(Saved entries)

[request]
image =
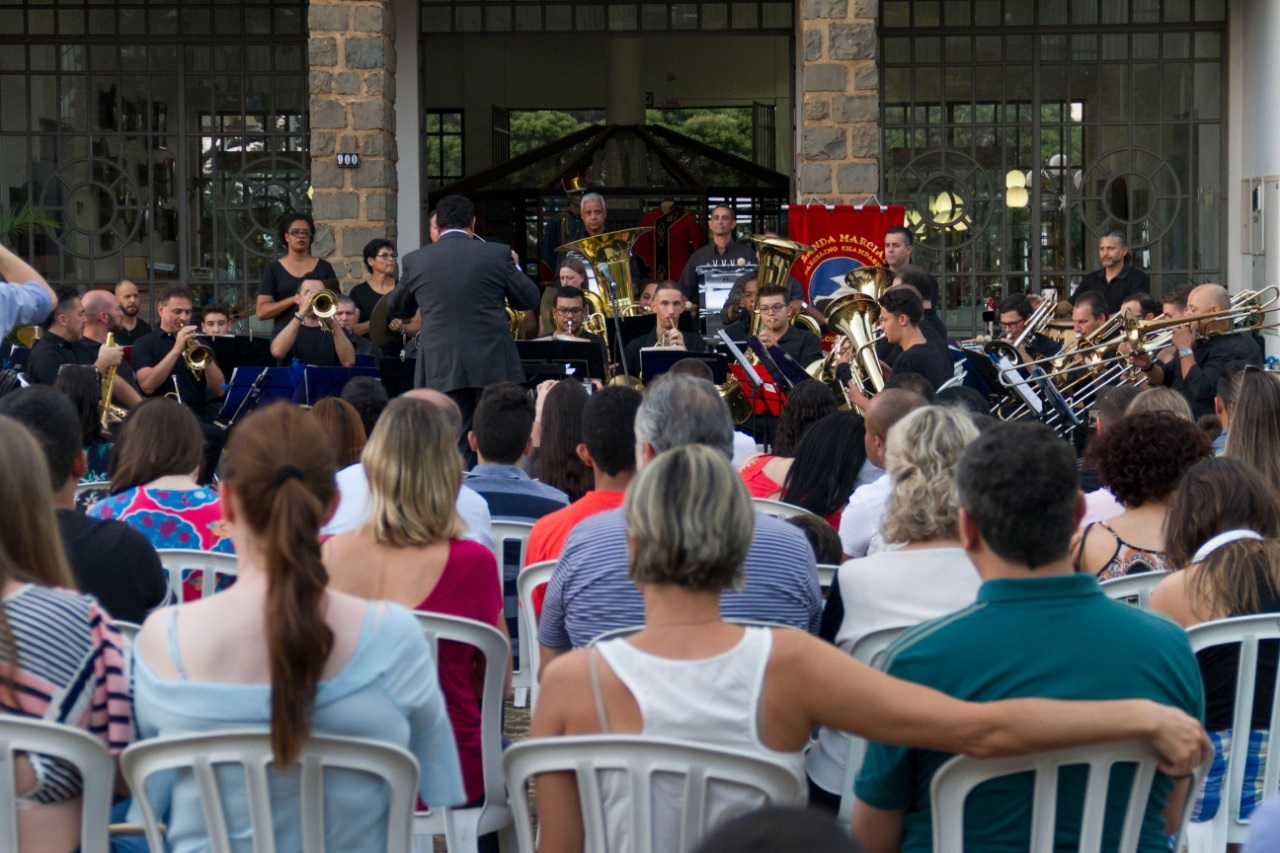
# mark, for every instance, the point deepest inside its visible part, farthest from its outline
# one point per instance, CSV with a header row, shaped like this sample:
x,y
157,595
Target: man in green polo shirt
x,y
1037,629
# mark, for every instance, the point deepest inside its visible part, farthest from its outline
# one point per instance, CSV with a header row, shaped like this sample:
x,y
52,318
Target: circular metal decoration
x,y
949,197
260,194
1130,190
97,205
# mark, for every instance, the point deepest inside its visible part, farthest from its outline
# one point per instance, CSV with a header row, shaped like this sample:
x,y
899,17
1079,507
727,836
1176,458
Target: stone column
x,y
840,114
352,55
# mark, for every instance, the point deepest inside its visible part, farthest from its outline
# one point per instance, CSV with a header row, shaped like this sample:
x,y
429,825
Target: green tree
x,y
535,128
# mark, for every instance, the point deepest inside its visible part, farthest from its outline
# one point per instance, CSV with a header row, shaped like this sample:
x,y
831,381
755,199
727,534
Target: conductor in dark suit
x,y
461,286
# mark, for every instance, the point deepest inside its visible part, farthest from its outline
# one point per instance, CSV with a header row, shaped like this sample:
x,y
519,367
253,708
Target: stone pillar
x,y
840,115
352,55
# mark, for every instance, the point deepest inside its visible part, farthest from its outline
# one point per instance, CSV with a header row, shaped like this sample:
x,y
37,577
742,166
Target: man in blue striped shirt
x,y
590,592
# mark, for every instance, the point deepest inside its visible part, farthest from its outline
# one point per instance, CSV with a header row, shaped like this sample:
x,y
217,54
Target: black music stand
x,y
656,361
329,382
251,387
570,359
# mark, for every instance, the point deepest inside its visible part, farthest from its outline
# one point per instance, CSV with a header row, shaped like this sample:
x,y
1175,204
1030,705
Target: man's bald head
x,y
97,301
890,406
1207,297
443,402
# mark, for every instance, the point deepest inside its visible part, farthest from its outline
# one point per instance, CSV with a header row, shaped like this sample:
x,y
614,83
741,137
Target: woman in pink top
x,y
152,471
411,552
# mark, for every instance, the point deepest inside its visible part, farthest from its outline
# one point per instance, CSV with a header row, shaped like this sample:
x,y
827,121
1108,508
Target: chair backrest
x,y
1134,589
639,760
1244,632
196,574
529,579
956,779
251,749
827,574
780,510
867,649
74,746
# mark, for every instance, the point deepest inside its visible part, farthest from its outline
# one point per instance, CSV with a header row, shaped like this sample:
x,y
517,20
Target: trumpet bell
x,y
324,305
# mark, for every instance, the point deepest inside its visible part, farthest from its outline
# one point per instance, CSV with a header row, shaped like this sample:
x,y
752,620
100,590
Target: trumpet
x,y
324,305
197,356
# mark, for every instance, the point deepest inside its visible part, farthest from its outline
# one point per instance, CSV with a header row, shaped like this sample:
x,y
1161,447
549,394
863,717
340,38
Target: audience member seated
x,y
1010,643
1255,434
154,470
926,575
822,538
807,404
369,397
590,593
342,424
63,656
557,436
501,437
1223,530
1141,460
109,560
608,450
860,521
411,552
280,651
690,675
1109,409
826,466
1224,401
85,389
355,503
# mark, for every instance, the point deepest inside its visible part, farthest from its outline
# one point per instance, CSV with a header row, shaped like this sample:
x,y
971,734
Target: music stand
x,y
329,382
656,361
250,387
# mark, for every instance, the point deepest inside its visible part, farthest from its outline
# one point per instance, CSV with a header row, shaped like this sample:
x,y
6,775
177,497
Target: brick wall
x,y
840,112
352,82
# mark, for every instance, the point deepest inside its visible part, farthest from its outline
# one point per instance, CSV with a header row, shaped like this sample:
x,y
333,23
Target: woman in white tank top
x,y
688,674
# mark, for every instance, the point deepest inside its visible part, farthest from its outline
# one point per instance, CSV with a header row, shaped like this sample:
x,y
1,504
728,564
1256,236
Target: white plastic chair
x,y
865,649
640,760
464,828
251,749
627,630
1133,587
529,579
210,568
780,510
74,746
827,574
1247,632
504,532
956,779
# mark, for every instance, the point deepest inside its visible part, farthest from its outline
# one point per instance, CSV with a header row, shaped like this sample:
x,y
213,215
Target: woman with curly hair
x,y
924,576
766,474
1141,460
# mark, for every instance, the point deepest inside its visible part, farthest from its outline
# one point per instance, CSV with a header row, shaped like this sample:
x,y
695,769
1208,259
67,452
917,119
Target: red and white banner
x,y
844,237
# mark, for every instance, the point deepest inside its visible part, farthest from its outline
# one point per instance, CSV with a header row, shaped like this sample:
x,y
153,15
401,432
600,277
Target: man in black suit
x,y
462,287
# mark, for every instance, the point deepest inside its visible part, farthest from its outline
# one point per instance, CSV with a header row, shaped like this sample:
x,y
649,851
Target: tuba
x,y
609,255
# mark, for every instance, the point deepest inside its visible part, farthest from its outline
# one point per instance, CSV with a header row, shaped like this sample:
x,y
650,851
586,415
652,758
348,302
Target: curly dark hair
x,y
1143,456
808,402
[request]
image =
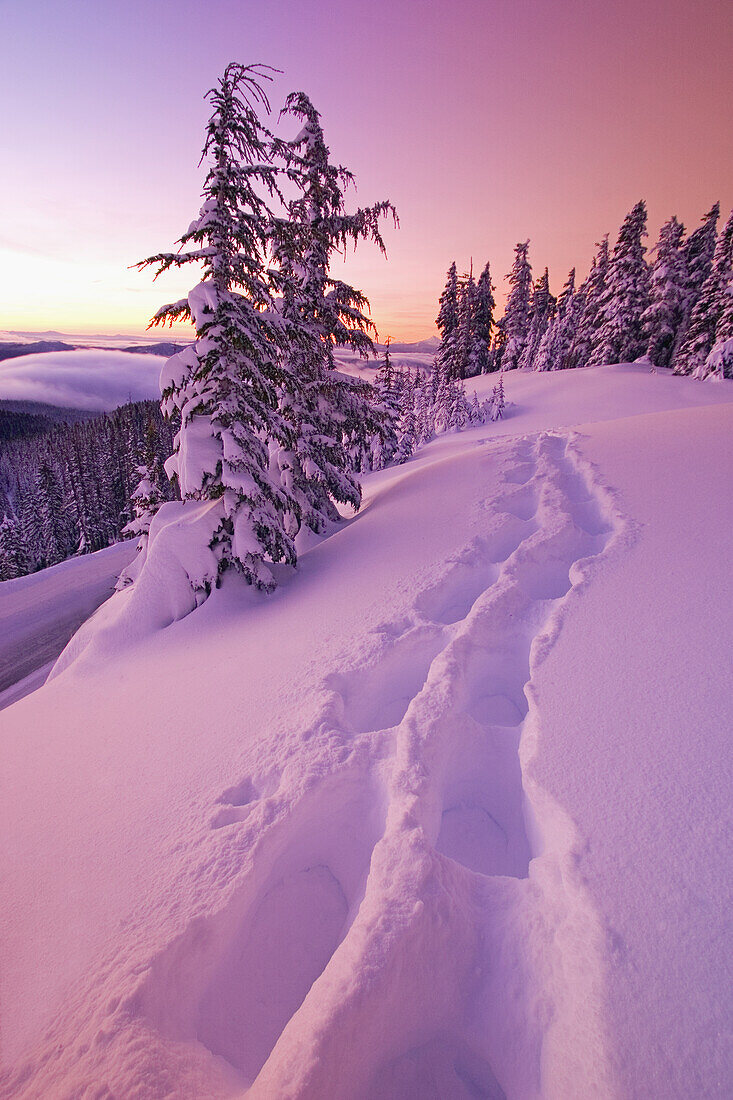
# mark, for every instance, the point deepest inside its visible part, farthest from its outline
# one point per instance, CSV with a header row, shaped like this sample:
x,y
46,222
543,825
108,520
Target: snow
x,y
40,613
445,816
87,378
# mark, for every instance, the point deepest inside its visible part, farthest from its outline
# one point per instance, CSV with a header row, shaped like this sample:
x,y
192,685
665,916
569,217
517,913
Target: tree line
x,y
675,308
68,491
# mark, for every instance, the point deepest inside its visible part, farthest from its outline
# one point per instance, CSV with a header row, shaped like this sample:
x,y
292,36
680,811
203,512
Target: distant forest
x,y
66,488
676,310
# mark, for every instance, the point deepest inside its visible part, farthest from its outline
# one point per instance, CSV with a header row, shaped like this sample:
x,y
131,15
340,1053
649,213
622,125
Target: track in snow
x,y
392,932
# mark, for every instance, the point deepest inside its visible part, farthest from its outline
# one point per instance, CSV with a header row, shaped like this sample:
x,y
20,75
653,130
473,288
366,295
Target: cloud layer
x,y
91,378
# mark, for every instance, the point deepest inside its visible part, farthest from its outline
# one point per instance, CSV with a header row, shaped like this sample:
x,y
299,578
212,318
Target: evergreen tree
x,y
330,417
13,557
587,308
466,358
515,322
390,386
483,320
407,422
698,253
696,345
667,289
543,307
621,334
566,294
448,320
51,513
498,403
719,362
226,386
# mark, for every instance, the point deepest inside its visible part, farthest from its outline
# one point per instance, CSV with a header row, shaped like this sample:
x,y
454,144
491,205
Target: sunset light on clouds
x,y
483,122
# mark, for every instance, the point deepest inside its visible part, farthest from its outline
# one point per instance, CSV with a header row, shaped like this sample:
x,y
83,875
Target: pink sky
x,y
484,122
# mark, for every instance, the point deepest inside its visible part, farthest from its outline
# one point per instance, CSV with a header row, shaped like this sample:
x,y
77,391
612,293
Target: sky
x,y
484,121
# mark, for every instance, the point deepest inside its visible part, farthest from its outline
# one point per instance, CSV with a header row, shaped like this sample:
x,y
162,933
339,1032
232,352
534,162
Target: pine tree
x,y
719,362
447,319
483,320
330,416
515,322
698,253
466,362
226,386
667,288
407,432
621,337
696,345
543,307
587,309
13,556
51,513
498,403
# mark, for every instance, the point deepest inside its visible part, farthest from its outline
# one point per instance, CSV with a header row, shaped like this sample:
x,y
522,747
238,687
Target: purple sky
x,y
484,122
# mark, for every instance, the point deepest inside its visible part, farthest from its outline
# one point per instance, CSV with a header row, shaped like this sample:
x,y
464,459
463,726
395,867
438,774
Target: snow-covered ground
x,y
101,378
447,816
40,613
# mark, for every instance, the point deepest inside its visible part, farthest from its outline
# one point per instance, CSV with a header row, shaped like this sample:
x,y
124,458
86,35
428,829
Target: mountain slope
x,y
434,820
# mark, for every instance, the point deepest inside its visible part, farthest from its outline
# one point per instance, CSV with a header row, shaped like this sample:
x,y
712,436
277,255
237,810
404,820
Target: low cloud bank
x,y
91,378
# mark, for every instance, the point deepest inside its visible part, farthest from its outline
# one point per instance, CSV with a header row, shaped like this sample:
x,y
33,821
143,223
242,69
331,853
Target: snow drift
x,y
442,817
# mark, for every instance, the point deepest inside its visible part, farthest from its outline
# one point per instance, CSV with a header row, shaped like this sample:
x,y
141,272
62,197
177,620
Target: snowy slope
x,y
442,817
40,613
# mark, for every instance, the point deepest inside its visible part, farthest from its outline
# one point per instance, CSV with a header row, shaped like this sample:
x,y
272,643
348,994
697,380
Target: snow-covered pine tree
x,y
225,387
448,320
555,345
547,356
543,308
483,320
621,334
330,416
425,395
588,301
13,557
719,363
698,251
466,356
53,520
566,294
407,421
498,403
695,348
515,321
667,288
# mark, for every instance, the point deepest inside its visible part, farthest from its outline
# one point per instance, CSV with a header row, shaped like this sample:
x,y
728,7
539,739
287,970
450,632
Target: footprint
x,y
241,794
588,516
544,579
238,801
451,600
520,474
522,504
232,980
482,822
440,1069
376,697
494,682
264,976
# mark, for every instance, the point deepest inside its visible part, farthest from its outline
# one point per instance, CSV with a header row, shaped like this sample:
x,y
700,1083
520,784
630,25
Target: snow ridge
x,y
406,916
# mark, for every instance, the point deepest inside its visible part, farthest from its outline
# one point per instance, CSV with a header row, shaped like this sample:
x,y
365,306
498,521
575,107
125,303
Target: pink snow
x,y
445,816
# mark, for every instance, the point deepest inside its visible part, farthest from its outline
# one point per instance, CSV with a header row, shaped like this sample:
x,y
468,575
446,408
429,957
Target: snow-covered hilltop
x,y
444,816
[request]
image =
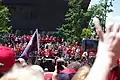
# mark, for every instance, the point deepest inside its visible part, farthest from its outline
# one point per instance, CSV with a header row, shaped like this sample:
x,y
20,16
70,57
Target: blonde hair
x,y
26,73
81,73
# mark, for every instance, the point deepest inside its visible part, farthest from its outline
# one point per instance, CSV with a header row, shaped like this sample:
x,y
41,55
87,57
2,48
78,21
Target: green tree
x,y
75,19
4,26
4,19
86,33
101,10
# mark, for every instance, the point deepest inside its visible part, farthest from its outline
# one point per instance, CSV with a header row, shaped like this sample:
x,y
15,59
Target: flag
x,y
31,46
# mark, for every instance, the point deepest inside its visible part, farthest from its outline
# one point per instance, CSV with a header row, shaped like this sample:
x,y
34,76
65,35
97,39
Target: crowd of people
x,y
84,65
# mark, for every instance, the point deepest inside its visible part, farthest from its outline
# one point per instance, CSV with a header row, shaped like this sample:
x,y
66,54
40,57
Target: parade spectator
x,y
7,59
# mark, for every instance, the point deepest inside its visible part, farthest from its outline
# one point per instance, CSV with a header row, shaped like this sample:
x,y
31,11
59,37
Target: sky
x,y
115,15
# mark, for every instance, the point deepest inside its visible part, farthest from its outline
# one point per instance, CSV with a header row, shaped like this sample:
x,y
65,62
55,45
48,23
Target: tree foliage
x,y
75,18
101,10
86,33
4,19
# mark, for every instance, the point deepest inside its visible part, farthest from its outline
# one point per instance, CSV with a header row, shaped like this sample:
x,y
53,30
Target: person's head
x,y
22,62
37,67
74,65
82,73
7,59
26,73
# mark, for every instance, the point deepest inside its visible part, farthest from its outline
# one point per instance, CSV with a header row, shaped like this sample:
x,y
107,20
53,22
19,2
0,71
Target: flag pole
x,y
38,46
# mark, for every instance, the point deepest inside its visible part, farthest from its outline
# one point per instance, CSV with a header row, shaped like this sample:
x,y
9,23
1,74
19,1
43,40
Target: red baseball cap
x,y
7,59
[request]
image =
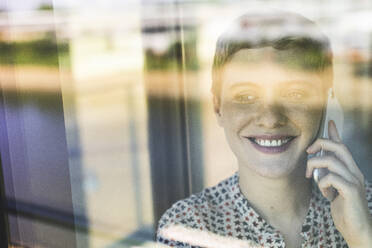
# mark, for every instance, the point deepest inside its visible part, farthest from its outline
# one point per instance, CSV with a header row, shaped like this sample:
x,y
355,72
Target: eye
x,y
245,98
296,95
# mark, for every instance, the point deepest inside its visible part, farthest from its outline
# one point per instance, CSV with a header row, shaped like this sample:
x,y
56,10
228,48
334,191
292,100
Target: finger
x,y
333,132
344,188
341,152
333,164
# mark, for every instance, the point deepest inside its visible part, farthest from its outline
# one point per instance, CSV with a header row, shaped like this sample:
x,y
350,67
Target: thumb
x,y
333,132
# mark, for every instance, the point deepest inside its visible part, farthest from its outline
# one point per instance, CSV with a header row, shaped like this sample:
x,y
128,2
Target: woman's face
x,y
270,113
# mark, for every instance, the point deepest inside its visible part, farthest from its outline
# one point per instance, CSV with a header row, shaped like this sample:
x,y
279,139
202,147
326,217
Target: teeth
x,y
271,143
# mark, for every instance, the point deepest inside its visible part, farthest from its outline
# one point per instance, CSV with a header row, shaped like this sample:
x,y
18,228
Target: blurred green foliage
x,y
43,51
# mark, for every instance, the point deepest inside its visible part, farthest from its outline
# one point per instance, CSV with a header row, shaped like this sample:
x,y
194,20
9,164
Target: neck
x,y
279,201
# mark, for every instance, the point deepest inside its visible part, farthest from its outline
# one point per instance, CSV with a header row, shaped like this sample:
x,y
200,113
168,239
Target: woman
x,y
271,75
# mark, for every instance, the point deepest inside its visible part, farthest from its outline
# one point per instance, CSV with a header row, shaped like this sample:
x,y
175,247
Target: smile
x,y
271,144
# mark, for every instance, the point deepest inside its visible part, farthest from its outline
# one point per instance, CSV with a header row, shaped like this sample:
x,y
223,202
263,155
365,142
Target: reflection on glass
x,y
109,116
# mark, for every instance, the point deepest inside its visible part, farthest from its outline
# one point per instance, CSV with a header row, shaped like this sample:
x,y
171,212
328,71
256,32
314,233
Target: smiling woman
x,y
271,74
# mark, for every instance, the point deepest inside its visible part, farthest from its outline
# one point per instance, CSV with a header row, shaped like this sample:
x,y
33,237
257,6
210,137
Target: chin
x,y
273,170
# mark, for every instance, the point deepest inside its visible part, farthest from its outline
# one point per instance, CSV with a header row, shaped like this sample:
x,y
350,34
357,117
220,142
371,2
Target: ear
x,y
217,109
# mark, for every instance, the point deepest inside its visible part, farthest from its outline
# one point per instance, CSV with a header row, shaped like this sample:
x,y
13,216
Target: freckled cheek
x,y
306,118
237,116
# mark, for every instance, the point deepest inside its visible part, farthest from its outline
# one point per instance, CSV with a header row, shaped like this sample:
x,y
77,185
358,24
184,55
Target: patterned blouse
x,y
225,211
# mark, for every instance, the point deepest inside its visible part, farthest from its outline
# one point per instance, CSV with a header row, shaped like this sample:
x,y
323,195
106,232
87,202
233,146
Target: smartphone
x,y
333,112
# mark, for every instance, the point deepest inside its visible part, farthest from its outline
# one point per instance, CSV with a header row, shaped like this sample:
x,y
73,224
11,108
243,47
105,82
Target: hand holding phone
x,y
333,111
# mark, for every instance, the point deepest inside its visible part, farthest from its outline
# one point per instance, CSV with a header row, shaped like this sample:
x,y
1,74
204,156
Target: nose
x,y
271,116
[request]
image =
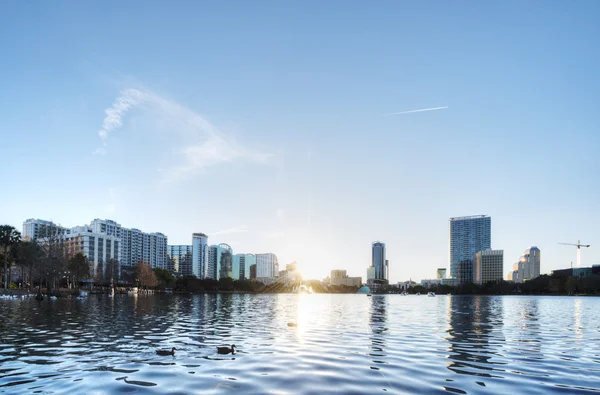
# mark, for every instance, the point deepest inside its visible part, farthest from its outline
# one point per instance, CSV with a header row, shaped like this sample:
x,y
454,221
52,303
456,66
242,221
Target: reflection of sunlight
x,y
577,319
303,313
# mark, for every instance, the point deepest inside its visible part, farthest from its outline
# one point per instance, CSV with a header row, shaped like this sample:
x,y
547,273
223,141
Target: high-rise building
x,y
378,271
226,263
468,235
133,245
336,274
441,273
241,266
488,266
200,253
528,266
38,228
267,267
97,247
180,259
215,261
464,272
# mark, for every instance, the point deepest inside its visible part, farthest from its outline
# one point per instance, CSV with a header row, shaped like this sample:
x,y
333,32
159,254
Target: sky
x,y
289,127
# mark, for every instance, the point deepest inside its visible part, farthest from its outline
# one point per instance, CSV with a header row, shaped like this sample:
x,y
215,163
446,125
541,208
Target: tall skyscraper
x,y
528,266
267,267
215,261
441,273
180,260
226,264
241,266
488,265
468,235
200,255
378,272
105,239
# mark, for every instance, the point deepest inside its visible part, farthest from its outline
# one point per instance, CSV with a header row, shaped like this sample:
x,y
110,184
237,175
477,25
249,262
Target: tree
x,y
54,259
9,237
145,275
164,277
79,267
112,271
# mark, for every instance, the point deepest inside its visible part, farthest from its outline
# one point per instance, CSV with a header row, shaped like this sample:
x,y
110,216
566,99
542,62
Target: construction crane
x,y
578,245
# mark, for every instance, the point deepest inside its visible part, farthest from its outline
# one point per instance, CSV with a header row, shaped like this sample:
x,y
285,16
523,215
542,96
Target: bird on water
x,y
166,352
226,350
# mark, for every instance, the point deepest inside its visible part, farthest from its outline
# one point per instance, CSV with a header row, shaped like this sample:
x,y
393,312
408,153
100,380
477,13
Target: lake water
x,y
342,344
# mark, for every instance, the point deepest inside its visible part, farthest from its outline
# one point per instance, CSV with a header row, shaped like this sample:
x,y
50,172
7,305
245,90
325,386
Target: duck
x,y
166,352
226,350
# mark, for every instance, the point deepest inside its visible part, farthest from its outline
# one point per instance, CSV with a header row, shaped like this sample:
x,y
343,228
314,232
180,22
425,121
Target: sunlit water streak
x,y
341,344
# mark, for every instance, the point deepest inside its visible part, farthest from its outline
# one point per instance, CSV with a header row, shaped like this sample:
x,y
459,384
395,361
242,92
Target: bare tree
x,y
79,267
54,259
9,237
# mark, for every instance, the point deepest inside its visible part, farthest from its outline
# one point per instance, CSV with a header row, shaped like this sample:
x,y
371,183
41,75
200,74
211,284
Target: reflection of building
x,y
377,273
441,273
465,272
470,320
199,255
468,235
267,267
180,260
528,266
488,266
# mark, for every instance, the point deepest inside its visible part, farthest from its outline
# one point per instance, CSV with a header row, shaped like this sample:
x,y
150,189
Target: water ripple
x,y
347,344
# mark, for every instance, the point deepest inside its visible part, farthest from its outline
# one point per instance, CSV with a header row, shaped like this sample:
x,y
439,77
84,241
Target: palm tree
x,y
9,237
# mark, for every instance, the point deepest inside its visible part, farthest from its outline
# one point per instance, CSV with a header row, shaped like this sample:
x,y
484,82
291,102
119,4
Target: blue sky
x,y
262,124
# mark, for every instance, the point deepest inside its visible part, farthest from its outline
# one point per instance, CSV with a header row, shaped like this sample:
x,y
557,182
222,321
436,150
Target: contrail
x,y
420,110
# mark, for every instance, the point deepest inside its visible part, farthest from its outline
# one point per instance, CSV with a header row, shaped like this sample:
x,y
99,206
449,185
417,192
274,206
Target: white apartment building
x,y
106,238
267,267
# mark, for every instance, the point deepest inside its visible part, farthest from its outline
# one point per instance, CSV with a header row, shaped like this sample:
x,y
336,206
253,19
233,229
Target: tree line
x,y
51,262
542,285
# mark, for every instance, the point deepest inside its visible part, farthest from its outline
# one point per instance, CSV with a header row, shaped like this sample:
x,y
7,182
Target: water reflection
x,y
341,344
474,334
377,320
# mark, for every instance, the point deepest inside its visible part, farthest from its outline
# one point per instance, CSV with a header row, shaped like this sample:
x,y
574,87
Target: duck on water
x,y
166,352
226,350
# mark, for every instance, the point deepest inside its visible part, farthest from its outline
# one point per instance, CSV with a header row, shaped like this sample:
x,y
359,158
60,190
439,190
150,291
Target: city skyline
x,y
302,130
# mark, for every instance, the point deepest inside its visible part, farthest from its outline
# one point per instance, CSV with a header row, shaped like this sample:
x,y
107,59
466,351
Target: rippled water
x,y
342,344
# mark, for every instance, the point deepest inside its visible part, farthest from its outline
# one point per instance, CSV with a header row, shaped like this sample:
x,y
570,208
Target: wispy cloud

## WRITTEN TASK
Gather every line of the listing above that contains the string “curly”, and copy each such line in full.

## TASK OUTPUT
Target: woman with curly hair
Target: curly dark hair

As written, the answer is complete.